(Saved entries)
%%

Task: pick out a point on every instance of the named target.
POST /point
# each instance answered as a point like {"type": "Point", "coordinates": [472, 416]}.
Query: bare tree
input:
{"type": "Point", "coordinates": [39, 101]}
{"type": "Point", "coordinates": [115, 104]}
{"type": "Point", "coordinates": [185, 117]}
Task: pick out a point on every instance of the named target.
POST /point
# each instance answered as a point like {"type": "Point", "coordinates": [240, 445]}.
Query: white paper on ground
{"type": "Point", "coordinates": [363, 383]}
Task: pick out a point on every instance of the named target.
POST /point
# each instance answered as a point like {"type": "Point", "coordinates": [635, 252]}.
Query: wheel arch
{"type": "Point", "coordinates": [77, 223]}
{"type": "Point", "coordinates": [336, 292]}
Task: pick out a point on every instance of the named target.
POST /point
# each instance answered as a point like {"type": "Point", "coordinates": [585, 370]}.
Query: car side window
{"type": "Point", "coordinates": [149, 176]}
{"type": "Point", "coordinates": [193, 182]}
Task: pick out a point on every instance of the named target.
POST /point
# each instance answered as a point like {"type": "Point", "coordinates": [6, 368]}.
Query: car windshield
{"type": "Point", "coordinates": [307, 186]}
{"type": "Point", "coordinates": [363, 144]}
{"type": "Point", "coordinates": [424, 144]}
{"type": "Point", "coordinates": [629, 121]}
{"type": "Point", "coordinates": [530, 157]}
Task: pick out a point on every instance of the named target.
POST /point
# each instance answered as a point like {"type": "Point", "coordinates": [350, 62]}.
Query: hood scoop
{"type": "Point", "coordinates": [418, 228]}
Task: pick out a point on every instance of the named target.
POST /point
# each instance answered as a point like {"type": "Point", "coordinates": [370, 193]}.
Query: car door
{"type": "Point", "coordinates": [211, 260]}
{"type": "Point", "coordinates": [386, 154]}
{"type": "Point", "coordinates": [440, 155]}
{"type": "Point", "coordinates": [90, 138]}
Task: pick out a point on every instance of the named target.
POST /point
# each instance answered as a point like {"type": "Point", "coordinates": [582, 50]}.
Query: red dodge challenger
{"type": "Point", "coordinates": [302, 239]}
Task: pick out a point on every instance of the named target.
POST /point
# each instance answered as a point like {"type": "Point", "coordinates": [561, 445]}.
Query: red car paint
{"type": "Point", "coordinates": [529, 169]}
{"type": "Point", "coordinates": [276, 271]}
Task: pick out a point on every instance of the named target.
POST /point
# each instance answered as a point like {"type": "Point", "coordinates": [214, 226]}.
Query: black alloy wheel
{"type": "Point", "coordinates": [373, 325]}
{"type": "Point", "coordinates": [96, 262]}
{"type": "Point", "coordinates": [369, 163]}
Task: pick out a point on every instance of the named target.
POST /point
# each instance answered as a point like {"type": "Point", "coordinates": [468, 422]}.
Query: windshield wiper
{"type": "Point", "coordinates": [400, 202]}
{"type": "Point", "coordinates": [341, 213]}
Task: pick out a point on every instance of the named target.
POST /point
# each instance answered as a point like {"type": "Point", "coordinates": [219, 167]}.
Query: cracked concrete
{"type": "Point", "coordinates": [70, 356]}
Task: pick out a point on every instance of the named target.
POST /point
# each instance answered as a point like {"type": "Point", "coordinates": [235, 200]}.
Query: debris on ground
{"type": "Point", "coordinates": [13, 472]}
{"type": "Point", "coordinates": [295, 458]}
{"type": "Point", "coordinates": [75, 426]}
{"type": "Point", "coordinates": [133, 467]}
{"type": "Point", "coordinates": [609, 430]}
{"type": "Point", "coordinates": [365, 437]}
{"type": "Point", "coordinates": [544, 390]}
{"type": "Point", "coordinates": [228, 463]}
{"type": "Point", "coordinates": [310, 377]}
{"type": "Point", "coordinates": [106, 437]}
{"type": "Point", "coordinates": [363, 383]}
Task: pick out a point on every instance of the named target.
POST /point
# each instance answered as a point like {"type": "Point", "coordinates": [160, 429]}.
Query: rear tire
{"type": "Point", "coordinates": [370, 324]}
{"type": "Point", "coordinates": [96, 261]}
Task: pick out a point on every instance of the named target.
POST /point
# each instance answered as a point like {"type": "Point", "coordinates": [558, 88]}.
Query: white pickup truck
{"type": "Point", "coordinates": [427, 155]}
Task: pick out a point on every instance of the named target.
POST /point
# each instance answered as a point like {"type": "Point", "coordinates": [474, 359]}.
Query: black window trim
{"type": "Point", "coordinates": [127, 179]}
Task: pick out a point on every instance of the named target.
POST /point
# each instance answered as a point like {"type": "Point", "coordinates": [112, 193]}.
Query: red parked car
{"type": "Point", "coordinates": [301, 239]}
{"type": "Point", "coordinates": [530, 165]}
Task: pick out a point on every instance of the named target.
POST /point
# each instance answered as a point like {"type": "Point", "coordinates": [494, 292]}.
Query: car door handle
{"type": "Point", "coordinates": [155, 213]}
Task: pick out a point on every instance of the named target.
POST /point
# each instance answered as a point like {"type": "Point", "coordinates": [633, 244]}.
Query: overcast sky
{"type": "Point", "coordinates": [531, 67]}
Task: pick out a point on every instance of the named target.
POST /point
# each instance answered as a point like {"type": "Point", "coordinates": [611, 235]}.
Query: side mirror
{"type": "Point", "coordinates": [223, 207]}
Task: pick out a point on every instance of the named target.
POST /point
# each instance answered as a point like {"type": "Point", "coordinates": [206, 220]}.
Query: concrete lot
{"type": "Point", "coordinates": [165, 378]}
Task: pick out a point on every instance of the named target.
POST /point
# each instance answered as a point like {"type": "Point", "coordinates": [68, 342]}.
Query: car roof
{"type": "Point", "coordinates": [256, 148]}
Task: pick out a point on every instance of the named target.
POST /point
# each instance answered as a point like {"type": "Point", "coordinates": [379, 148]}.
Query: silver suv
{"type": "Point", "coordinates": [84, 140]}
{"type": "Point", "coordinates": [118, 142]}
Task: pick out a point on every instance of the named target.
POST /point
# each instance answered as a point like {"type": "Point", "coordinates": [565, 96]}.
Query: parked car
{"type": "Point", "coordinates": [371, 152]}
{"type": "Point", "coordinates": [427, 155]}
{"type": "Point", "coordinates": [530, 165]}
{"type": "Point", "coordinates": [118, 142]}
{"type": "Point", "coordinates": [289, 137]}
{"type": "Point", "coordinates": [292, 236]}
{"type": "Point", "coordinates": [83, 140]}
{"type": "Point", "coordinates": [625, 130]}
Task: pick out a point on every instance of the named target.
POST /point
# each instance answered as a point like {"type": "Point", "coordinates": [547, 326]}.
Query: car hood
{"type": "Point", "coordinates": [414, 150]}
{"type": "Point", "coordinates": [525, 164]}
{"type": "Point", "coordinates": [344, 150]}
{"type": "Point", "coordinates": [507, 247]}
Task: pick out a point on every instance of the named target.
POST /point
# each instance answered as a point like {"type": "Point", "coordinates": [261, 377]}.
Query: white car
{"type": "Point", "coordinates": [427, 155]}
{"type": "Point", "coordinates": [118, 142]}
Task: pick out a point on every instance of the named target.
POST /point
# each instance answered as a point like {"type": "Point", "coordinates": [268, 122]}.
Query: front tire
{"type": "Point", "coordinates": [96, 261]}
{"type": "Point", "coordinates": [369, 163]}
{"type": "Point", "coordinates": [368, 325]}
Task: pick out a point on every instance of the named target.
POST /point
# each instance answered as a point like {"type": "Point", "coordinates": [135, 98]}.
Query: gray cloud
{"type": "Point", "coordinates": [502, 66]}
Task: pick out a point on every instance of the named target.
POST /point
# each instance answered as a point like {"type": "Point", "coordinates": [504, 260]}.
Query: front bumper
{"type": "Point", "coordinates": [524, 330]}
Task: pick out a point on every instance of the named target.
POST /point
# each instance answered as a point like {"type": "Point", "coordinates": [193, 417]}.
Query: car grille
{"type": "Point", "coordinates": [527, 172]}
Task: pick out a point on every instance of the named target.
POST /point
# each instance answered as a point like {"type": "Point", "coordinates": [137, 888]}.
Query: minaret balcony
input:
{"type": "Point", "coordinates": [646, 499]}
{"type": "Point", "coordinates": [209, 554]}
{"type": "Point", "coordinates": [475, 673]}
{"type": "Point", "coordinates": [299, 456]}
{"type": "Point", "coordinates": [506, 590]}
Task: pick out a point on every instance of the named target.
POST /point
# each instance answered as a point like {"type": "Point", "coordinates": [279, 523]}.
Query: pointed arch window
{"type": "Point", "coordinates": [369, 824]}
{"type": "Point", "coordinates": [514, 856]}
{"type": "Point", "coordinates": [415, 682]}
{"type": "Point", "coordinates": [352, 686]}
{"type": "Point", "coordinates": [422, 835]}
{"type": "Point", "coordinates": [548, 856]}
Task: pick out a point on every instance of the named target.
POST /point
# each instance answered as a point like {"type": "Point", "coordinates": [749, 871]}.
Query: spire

%%

WHAT IS EXPECTED: Exactly as written, please transcribe the lines from the start of the records above to the line that holds "Query: bare tree", both ends included.

OUTPUT FOR THIS EXERCISE:
Task: pick out a point on every instance of the named target.
POST /point
# each instance answered as a point like {"type": "Point", "coordinates": [472, 416]}.
Query: bare tree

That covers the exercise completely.